══ Document source ══

Par ordonnance du 3 mai 2018, la clôture d’instruction a été fixée au 25 mai 2018.
Un mémoire présenté pour M. E… en réponse au moyen relevé d’office a été enregistré le 14 juin 2018.
M. E… a été admis au bénéfice de l’aide juridictionnelle totale par une décision du 22 mai 2017.
Vu les autres pièces du dossier.
Vu :
– le code général de la propriété des personnes publiques ;
– le code de justice administrative.
Les parties ont été régulièrement averties du jour de l’audience.
Ont été entendus au cours de l’audience publique :
– le rapport de M. Guidal,
– et les conclusions de M. Chanon, rapporteur public.

═══

__Exercice proposé a__. Relevez chacune des lignes des enregistrements où figure la chaîne « sandy » et recopiez-la sans modification.
Les enregistrements ci-après n'ont aucun lien avec le document source.

══ Enregistrements fournis ══

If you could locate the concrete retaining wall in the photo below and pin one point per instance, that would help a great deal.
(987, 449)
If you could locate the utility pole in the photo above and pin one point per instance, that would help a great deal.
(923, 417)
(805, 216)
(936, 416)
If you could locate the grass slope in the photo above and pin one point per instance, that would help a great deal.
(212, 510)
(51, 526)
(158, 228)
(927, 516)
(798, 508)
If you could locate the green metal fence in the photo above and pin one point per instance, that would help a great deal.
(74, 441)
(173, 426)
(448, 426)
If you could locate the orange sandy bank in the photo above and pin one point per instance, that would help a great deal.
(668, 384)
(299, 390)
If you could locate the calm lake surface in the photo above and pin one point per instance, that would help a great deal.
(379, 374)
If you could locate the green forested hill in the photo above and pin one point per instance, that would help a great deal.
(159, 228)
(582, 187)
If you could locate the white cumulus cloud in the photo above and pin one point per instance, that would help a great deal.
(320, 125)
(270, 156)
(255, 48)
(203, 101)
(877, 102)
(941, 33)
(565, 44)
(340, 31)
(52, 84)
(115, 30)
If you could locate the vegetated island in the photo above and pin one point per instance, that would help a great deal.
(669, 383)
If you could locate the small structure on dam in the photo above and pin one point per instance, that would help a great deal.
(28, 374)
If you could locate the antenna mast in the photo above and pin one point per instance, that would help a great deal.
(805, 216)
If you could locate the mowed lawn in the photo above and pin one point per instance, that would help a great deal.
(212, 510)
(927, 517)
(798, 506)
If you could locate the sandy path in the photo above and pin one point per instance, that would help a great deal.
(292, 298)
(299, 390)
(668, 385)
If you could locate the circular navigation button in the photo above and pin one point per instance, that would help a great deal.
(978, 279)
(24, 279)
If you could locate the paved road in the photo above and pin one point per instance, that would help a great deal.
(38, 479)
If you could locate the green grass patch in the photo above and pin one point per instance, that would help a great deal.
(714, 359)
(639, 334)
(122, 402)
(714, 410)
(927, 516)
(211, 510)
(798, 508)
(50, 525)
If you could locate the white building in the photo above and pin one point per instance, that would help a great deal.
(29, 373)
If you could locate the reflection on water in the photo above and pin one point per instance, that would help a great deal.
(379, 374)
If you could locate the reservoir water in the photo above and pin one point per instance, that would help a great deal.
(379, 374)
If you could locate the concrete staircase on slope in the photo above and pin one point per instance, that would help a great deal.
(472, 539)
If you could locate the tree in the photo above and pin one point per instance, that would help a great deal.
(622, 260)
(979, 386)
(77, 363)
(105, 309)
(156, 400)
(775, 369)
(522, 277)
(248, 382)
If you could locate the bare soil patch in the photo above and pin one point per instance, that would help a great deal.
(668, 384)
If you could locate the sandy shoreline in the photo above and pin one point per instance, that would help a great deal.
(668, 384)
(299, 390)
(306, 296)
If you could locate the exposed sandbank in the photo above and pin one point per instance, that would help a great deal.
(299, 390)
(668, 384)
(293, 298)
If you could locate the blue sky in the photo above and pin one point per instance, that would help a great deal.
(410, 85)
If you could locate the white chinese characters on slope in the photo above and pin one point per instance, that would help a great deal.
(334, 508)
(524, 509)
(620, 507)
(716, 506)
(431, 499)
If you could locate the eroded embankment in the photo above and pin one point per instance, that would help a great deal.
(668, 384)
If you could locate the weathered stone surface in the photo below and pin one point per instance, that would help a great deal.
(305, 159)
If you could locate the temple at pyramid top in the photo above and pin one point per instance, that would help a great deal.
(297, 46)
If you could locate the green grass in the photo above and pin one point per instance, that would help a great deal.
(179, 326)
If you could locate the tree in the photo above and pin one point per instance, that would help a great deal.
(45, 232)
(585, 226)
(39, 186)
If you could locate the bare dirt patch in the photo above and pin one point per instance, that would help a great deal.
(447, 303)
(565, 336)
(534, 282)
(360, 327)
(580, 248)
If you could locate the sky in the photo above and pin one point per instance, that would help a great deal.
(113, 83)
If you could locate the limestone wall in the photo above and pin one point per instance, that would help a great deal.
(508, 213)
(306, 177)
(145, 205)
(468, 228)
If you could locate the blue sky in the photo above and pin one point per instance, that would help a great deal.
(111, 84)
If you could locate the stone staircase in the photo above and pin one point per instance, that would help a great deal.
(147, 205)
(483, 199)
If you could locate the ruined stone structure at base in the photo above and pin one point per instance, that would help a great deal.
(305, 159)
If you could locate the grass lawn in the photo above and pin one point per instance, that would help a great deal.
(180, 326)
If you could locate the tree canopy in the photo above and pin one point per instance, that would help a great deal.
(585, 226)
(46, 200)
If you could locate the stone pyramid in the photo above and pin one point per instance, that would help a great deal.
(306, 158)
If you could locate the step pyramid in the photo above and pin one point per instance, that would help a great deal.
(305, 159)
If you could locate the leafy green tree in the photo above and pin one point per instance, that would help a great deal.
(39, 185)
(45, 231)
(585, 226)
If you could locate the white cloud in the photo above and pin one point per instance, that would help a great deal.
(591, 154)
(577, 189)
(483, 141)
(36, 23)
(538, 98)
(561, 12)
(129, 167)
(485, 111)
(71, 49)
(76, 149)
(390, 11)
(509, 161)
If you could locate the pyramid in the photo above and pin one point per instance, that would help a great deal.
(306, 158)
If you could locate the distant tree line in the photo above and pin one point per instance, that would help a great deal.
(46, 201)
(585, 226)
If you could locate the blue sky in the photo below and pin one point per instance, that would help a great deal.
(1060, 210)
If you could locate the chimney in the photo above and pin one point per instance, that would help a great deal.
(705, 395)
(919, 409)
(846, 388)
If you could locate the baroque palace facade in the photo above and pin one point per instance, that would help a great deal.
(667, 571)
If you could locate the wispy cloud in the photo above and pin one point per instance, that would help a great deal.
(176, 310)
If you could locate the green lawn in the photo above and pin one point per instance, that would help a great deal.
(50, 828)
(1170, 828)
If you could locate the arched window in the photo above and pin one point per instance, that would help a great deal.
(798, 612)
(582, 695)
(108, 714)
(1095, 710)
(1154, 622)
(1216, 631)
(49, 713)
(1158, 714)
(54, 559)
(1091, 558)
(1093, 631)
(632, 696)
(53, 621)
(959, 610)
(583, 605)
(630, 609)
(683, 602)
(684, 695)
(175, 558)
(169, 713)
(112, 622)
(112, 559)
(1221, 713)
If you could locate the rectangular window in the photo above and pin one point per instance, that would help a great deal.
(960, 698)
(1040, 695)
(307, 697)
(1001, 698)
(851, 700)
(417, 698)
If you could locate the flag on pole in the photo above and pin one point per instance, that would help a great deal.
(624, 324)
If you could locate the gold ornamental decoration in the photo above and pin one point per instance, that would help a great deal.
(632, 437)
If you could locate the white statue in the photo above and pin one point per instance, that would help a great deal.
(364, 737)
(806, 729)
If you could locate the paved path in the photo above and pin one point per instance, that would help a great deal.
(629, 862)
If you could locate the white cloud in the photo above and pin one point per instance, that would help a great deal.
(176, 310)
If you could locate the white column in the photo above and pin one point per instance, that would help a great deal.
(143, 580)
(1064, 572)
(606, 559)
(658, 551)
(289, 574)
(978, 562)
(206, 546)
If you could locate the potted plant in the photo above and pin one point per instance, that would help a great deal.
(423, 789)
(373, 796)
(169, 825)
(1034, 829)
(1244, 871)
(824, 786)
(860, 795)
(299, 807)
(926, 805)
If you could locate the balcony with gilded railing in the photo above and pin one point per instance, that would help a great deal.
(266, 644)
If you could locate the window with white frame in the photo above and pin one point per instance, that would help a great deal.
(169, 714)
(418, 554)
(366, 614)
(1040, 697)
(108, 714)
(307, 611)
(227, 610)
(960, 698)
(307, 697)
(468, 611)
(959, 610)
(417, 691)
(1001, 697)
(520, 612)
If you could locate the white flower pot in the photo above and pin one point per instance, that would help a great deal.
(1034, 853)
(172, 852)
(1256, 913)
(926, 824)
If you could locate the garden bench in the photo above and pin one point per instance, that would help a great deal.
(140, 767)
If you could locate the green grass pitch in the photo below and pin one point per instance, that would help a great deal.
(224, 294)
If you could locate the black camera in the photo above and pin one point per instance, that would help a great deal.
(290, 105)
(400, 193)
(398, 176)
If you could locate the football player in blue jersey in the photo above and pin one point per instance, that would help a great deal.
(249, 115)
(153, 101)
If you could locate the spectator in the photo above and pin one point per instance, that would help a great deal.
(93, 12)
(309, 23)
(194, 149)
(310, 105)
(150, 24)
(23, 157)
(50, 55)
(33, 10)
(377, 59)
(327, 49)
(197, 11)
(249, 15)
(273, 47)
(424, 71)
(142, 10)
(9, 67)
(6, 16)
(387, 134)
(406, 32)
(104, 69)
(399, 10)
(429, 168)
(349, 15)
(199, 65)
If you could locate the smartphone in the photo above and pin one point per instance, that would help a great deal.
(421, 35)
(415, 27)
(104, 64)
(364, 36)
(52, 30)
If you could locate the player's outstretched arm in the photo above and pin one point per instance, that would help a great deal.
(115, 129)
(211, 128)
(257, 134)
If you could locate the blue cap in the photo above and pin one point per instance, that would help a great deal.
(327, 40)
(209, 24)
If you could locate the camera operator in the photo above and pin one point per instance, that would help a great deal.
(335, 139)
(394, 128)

═══

__Exercice proposé b__. Traduisez en anglais la phrase suivante du document source : « Les parties ont été régulièrement averties du jour de l'audience. »

__Réponse attendue a__.
If you could locate the orange sandy bank in the photo above and pin one point per instance, that would help a great deal.
If you could locate the sandy path in the photo above and pin one point per instance, that would help a great deal.
If you could locate the sandy shoreline in the photo above and pin one point per instance, that would help a great deal.

__Réponse attendue b__. The parties were duly notified of the date of the hearing.